» **What you need to do**: Please retype every line of the material below, keeping each one unchanged.

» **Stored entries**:

+++++

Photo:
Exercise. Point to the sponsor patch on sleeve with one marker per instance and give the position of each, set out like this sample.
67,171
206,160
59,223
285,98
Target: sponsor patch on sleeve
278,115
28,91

+++++

» **Finished exercise**:
Photo:
Exercise. Point to the sponsor patch on sleeve with one marker per instance and give the position of each, set out like this sample.
67,171
206,160
59,223
285,98
Target: sponsor patch on sleeve
278,115
28,91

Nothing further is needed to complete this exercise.